**WHAT TO WORK ON**
From the entries that follow, reproduce exactly and only the lines from the line with "x=117, y=168" to the line with "x=98, y=170", endpoints included.
--- EXTRACTED ENTRIES Enclosed Below ---
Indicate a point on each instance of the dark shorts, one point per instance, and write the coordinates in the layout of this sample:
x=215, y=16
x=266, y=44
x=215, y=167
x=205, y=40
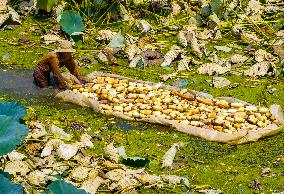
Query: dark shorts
x=44, y=79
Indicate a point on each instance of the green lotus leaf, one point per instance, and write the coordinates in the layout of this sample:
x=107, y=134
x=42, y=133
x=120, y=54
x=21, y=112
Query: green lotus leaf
x=46, y=5
x=118, y=41
x=61, y=187
x=12, y=109
x=71, y=22
x=7, y=187
x=12, y=133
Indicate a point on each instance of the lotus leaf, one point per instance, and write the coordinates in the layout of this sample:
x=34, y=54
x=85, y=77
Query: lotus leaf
x=71, y=22
x=12, y=133
x=12, y=109
x=61, y=187
x=7, y=187
x=136, y=161
x=46, y=5
x=216, y=6
x=118, y=41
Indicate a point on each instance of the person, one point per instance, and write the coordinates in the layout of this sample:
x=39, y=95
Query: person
x=52, y=62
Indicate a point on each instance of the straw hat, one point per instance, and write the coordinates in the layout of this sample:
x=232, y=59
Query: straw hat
x=66, y=47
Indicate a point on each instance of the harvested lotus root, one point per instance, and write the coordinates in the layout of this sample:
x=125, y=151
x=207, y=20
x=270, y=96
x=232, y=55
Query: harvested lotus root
x=143, y=101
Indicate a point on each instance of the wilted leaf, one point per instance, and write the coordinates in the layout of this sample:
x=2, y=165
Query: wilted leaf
x=71, y=22
x=61, y=187
x=8, y=187
x=12, y=109
x=132, y=161
x=216, y=6
x=181, y=83
x=12, y=134
x=223, y=48
x=46, y=5
x=117, y=41
x=136, y=161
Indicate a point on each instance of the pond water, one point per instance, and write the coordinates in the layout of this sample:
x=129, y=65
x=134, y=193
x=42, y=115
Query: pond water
x=19, y=84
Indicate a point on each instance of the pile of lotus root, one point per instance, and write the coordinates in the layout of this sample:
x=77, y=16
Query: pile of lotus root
x=142, y=100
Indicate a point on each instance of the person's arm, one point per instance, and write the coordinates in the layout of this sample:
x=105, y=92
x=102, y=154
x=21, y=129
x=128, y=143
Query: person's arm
x=74, y=69
x=55, y=68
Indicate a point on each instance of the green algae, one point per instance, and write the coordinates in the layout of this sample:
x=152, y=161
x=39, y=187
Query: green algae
x=230, y=168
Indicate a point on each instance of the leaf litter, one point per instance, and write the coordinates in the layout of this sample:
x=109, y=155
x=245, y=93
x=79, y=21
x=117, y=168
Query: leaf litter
x=194, y=42
x=85, y=171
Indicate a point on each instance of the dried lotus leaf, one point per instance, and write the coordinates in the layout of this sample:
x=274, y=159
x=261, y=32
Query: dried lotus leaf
x=14, y=155
x=50, y=146
x=67, y=151
x=169, y=156
x=182, y=39
x=171, y=55
x=237, y=58
x=17, y=167
x=144, y=25
x=92, y=185
x=37, y=178
x=85, y=139
x=147, y=179
x=211, y=68
x=106, y=35
x=258, y=69
x=123, y=183
x=171, y=179
x=80, y=173
x=183, y=64
x=135, y=61
x=131, y=51
x=116, y=174
x=111, y=153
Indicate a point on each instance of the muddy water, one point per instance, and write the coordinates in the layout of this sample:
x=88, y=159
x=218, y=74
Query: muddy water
x=19, y=84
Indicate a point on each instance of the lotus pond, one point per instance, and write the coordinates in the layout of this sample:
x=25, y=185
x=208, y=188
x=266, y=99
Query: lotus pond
x=256, y=167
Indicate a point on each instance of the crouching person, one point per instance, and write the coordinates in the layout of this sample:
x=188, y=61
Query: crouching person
x=52, y=62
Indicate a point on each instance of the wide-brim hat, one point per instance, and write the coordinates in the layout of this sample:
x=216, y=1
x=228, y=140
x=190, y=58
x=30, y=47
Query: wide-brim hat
x=66, y=47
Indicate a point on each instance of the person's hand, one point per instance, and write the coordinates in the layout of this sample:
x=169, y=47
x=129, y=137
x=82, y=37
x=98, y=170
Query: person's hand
x=70, y=79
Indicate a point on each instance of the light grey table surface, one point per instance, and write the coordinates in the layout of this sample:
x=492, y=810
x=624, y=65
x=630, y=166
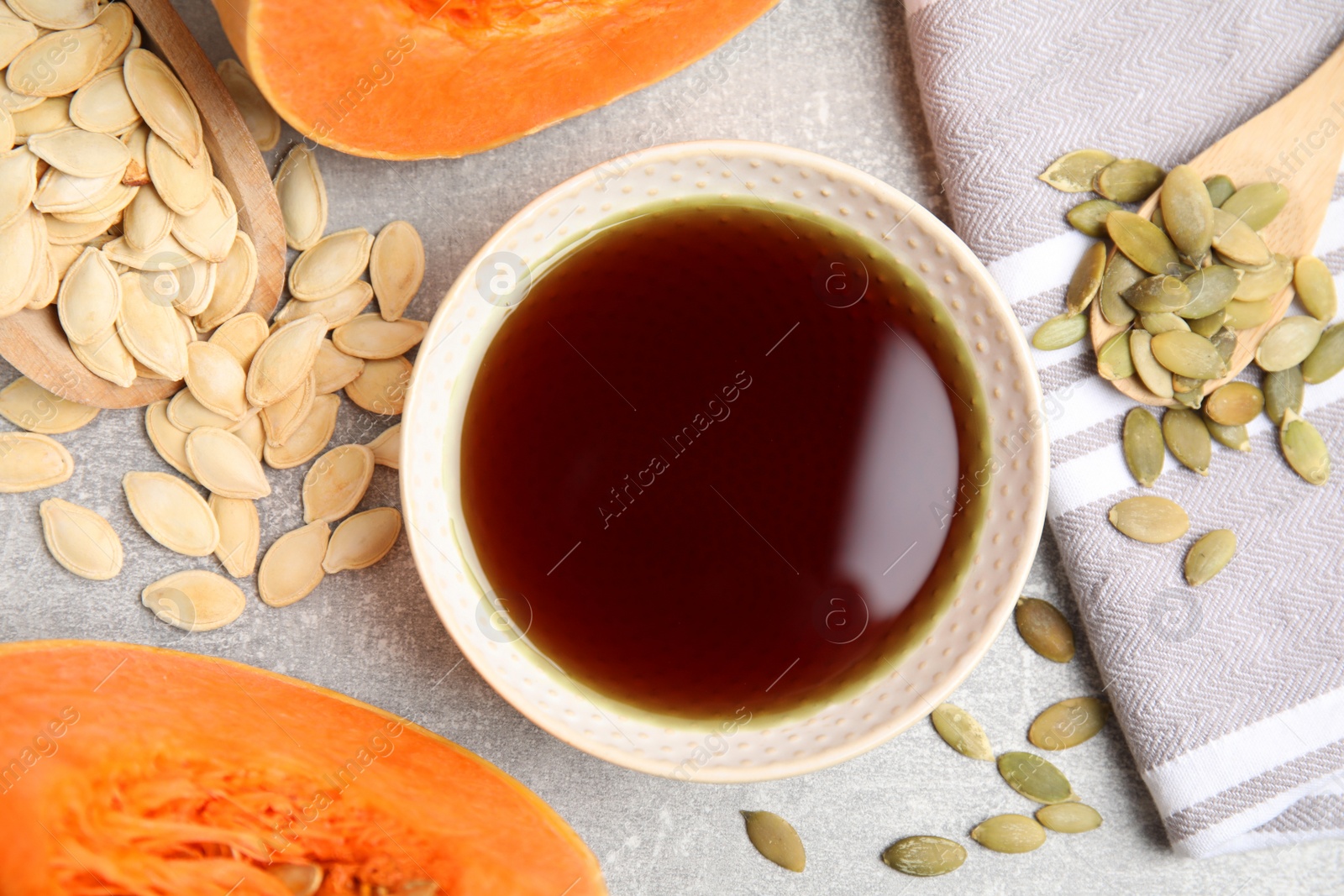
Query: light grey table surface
x=828, y=76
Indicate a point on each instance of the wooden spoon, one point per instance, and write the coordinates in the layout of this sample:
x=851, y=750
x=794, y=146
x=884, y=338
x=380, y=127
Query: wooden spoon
x=34, y=342
x=1284, y=143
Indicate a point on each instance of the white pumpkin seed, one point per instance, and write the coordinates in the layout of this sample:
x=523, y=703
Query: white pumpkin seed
x=336, y=483
x=281, y=418
x=170, y=441
x=217, y=379
x=302, y=197
x=91, y=298
x=81, y=154
x=286, y=360
x=185, y=186
x=18, y=183
x=195, y=600
x=81, y=540
x=187, y=414
x=225, y=464
x=171, y=512
x=387, y=448
x=57, y=13
x=163, y=102
x=210, y=230
x=331, y=265
x=396, y=268
x=338, y=309
x=49, y=114
x=308, y=439
x=293, y=564
x=148, y=221
x=58, y=62
x=108, y=359
x=362, y=540
x=33, y=461
x=150, y=331
x=261, y=120
x=241, y=336
x=239, y=533
x=104, y=107
x=381, y=387
x=30, y=406
x=235, y=278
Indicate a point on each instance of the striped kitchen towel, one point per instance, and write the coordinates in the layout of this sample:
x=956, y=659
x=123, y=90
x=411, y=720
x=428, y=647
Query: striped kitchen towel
x=1231, y=696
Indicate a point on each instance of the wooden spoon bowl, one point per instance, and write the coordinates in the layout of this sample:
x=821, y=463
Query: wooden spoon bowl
x=34, y=342
x=1284, y=143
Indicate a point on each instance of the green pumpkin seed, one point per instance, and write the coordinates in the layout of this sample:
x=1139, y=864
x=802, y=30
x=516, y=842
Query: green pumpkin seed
x=1075, y=172
x=1258, y=285
x=1315, y=288
x=1210, y=555
x=776, y=840
x=1068, y=819
x=1086, y=278
x=960, y=730
x=1163, y=322
x=1247, y=315
x=1327, y=359
x=1113, y=360
x=1233, y=437
x=925, y=856
x=1035, y=778
x=1149, y=519
x=1129, y=181
x=1189, y=355
x=1187, y=212
x=1234, y=403
x=1257, y=204
x=1236, y=241
x=1283, y=392
x=1146, y=452
x=1158, y=295
x=1090, y=217
x=1288, y=343
x=1070, y=721
x=1121, y=275
x=1210, y=291
x=1207, y=327
x=1142, y=242
x=1304, y=449
x=1187, y=438
x=1059, y=332
x=1045, y=629
x=1220, y=188
x=1156, y=378
x=1010, y=833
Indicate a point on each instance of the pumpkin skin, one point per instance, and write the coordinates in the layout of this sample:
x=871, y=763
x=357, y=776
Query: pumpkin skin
x=425, y=78
x=154, y=773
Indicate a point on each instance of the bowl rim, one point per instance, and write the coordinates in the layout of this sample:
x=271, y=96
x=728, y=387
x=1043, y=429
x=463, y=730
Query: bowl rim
x=1032, y=517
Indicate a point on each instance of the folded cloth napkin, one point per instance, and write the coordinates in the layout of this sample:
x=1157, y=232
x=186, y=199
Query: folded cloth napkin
x=1231, y=694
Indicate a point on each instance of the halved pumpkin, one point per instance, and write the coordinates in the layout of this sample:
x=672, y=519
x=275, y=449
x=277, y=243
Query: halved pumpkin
x=132, y=770
x=420, y=78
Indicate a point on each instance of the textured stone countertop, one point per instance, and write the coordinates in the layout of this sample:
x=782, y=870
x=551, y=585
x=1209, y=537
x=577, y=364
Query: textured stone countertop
x=828, y=76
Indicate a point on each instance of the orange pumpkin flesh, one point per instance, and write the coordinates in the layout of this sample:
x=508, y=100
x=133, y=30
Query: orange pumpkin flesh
x=421, y=78
x=140, y=772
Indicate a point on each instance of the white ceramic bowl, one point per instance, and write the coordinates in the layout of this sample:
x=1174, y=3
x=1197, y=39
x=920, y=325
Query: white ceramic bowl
x=759, y=172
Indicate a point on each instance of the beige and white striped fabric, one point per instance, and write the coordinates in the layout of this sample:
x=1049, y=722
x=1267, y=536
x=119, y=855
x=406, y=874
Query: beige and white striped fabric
x=1231, y=696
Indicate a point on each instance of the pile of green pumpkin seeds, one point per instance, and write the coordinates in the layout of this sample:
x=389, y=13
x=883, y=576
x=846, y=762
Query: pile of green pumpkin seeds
x=1179, y=286
x=1065, y=725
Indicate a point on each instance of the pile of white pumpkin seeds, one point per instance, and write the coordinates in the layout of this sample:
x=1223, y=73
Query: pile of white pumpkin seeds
x=255, y=394
x=1180, y=286
x=1058, y=727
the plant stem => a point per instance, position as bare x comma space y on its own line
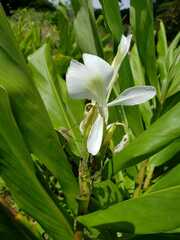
--- End of Enclosed EXTRACTED ENTRIES ---
**RESPONSE TO THIS TASK**
x=117, y=168
Query: leaf litter
x=194, y=42
x=85, y=171
Indicate a point on each instance of the dried lotus leaf, one point per instance, and write the coordinates in the layout of this sample:
x=274, y=159
x=261, y=32
Query: dried lotus leaf
x=14, y=155
x=50, y=146
x=67, y=151
x=169, y=156
x=182, y=39
x=171, y=55
x=237, y=58
x=17, y=167
x=144, y=25
x=92, y=185
x=37, y=178
x=85, y=139
x=147, y=179
x=211, y=68
x=106, y=35
x=258, y=69
x=123, y=183
x=171, y=179
x=80, y=173
x=183, y=64
x=135, y=61
x=131, y=51
x=116, y=174
x=111, y=153
Indicate a point on each instance of the muddy water, one point per instance, and write the coordinates in the layout of this sample:
x=88, y=159
x=218, y=74
Query: muddy water
x=19, y=84
Indicate a point on each instance of the lotus pond, one point per instance, and write the coordinates in the layout of this sample:
x=25, y=185
x=208, y=188
x=266, y=99
Query: lotus pond
x=256, y=167
Indicate a point on each instance of the crouching person, one point per instance, and write the coordinates in the layout of this sample:
x=188, y=61
Query: crouching person
x=52, y=62
Indicate a point on each instance of the wide-brim hat, one point per instance, and write the coordinates in the layout of this sample:
x=216, y=1
x=228, y=140
x=190, y=58
x=30, y=47
Query: wide-brim hat
x=66, y=47
Indicate a point on each instance of the person's hand, one point per instance, and write the coordinates in the layout of this sample:
x=169, y=47
x=129, y=137
x=82, y=37
x=98, y=170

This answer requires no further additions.